### Aim of the task
Which lines in the records below contain the word "metal"? Report each of them.

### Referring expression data
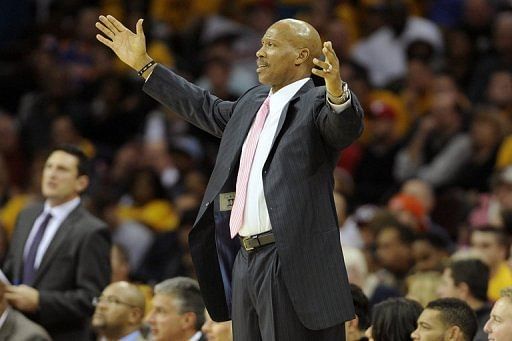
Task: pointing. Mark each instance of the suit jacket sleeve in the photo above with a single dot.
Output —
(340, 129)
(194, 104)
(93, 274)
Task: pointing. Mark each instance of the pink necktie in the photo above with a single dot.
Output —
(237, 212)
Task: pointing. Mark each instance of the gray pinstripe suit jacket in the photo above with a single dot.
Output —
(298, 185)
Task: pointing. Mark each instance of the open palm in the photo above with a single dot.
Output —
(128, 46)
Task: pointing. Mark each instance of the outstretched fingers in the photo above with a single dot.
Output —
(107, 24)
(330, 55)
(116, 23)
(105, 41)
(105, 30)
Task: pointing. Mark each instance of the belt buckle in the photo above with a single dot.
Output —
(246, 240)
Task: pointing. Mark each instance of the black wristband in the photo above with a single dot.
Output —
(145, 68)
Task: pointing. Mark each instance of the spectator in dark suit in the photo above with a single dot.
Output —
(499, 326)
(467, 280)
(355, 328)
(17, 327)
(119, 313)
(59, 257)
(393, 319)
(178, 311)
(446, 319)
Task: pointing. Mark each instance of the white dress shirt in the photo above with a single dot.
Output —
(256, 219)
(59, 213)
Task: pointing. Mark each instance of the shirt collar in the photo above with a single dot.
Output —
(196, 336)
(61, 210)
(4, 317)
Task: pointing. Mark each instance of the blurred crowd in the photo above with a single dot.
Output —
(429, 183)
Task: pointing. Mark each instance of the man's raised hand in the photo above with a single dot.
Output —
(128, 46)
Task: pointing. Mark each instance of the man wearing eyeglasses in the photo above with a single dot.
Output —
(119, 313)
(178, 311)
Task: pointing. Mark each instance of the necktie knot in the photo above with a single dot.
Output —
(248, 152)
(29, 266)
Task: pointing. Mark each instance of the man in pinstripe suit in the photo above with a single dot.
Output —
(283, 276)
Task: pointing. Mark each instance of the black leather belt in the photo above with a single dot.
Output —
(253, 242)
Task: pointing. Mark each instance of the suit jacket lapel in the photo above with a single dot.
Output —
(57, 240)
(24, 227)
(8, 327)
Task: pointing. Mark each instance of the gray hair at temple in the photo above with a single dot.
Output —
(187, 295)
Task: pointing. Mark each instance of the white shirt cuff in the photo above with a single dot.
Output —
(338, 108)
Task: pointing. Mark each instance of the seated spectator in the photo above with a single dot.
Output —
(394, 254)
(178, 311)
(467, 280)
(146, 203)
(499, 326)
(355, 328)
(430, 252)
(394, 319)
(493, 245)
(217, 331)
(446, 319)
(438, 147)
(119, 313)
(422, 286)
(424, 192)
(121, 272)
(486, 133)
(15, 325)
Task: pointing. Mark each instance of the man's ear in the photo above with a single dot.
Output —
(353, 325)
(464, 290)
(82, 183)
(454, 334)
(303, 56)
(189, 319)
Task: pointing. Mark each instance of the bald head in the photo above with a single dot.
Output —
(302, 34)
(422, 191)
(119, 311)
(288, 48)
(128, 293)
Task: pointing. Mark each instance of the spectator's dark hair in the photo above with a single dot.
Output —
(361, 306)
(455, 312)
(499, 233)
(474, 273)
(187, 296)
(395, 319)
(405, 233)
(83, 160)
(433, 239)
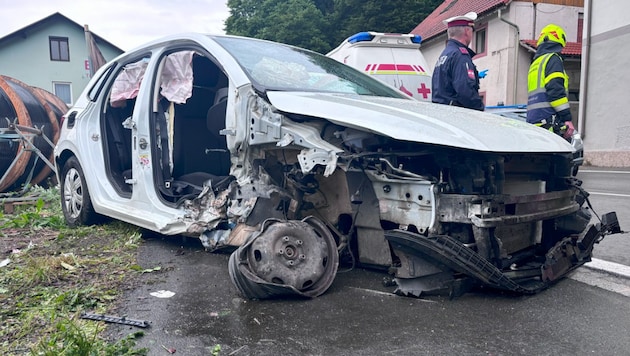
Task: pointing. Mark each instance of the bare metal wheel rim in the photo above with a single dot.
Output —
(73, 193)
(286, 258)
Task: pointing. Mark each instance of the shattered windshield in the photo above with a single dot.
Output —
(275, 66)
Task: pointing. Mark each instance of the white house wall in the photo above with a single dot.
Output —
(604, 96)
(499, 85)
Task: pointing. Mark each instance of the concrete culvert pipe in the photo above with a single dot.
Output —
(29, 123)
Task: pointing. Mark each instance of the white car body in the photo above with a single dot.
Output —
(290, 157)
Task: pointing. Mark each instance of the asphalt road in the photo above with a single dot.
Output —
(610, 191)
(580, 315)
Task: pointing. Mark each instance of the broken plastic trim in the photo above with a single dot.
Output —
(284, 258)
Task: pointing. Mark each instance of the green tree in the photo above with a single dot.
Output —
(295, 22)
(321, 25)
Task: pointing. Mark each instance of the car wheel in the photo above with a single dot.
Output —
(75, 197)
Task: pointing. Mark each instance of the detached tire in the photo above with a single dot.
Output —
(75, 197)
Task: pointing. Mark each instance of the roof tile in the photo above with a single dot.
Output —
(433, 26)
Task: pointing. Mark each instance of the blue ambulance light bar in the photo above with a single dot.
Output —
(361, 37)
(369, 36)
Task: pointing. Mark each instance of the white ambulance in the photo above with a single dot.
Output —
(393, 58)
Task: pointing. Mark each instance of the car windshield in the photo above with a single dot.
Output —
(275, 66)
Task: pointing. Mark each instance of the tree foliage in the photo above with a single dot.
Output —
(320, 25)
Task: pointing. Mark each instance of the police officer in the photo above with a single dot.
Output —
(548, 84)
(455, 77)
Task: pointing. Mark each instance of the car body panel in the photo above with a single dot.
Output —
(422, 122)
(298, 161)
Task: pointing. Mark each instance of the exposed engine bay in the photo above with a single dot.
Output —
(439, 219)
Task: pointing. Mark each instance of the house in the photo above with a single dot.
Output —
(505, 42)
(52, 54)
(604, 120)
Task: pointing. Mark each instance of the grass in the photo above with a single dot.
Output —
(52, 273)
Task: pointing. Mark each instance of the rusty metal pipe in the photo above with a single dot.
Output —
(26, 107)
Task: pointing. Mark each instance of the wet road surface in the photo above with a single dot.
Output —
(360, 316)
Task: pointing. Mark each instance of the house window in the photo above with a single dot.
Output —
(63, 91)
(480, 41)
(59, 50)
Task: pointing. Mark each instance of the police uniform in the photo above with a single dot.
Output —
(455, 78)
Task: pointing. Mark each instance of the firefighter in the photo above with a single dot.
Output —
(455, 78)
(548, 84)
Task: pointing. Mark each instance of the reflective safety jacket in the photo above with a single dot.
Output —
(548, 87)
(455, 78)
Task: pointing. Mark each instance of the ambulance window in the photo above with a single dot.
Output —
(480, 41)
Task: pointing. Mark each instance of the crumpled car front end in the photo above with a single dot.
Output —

### Output of the task
Task: pointing. Mark each instance of the bare metal wheel rim in the photo above with a single dot.
Task: pointing. Mark each instance of the rusty metal pipe in the photo above with a single dot.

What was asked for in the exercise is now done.